TLtos que escribimos en los periódicos, hablamos en las radios y aparecemos en las televisiones nos convertimos sin quererlo en la referencia de las obsesiones de algunos que, no teniendo vida propia con sabor, viven su pobre aventura a través de la perturbación de sentirse agredidos por los que vivimos de verdad y por nuestra manera de pensar y de expresarnos.

Vivir de verdad y, encima, contarlo, es entretenido para la mayoría --si no, no estaríamos donde estamos los que así hacemos-- pero también puede ser una jodienda para esos obsesos que nos odian y, sin embargo, no pueden vivir sin leernos, escucharnos y vernos. Hay que ser neurótico para frecuentar lo que te molesta. Hay que ser maniático para consumir lo que no te gusta. Hay que ser masoquista para dedicar tiempo a lo que te jode. Basta ver en internet la ventana de comentarios de cualquier columnista, articulista o escritor o comentarista de prensa, radio o televisión, para detectar esa caterva de gente cabreada que llena sus días de adrenalina con las palabras del odiado.

* **Datos proporcionados**
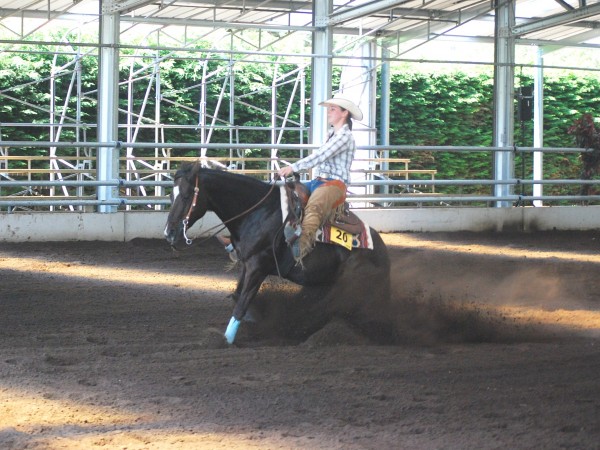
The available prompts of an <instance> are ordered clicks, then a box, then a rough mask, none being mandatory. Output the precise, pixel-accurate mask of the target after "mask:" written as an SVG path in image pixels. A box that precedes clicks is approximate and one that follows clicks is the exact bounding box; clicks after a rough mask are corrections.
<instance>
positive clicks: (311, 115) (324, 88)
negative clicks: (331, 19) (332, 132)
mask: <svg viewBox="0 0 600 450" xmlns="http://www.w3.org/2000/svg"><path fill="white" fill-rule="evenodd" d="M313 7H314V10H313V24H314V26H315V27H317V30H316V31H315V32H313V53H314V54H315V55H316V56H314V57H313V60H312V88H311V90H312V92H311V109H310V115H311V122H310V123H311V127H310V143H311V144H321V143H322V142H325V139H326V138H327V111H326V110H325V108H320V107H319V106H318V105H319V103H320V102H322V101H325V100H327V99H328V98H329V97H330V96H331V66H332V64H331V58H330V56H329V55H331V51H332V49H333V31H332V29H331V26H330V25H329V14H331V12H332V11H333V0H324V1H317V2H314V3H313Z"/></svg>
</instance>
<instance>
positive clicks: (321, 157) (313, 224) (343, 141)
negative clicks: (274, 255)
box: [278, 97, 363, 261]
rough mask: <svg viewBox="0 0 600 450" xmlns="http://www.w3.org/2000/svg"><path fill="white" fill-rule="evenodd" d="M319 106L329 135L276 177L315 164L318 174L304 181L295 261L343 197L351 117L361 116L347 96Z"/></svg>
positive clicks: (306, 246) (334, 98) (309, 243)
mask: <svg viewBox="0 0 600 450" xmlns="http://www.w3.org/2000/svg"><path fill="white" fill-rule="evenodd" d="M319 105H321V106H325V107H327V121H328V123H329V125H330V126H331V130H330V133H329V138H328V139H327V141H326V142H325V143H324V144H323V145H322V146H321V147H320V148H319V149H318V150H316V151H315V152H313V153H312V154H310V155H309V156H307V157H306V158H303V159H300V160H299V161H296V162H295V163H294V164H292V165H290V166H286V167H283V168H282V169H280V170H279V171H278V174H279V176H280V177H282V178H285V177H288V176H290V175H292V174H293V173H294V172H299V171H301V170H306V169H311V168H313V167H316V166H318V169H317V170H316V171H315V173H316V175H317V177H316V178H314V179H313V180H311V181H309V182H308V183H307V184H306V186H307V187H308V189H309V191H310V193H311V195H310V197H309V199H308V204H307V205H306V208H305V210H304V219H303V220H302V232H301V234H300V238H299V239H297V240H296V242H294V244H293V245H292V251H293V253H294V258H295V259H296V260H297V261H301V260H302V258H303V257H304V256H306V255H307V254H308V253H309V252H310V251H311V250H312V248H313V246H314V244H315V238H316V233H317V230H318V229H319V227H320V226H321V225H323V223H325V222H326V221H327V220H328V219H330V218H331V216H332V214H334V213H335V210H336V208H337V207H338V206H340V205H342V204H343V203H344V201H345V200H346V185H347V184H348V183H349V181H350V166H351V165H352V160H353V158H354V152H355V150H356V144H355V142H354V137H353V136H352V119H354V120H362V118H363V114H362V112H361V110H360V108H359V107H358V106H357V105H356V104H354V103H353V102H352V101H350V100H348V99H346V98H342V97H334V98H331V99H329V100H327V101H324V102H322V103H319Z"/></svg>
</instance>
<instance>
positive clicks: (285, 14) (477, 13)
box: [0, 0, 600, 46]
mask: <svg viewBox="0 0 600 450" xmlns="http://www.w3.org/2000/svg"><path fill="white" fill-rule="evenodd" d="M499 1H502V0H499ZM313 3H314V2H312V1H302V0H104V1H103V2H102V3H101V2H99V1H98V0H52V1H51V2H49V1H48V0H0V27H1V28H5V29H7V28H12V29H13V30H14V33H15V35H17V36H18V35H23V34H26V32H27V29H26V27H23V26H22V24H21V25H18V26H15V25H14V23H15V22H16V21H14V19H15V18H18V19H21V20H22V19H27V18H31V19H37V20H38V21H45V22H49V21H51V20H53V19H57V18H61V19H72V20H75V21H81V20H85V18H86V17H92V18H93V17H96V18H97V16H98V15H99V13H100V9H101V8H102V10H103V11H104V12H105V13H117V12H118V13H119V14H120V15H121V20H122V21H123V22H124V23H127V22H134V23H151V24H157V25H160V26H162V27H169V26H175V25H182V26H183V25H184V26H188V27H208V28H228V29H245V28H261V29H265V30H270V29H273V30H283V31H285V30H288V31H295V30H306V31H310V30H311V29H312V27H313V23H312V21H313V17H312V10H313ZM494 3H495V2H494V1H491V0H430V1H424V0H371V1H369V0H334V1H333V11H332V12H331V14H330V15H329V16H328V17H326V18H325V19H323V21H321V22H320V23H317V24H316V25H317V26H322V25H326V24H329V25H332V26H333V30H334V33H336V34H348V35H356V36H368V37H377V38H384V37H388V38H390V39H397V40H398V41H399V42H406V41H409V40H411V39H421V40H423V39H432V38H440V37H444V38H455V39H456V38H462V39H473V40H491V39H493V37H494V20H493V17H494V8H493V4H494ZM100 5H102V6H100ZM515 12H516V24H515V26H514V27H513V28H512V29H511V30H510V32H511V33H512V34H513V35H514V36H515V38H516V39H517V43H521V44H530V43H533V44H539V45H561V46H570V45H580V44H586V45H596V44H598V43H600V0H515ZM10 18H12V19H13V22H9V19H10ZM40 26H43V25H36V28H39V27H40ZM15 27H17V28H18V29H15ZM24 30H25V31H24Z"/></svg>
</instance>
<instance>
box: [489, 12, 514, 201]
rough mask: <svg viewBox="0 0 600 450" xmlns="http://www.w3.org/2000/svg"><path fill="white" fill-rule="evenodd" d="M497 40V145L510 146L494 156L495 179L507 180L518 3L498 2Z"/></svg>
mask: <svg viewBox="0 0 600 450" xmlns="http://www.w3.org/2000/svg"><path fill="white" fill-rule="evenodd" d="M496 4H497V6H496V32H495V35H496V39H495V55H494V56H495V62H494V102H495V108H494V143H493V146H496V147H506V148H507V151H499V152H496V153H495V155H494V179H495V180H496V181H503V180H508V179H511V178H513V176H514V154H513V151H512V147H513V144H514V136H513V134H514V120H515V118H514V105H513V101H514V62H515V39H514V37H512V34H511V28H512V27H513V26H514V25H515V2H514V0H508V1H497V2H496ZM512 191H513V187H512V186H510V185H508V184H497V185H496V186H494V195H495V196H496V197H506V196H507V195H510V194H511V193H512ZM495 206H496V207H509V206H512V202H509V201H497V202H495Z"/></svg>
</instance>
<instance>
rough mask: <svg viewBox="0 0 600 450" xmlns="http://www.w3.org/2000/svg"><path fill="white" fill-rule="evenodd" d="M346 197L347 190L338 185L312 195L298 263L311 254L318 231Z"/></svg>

* **Tarea asignada**
Escribe de nuevo el tramo del texto sobre quienes odian a los comentaristas de los medios que va desde "TLtos que escribimos" hasta "y de expresarnos.", y cambia "periódicos" por "diarios".

* **Resultado del ejercicio**
TLtos que escribimos en los diarios, hablamos en las radios y aparecemos en las televisiones nos convertimos sin quererlo en la referencia de las obsesiones de algunos que, no teniendo vida propia con sabor, viven su pobre aventura a través de la perturbación de sentirse agredidos por los que vivimos de verdad y por nuestra manera de pensar y de expresarnos.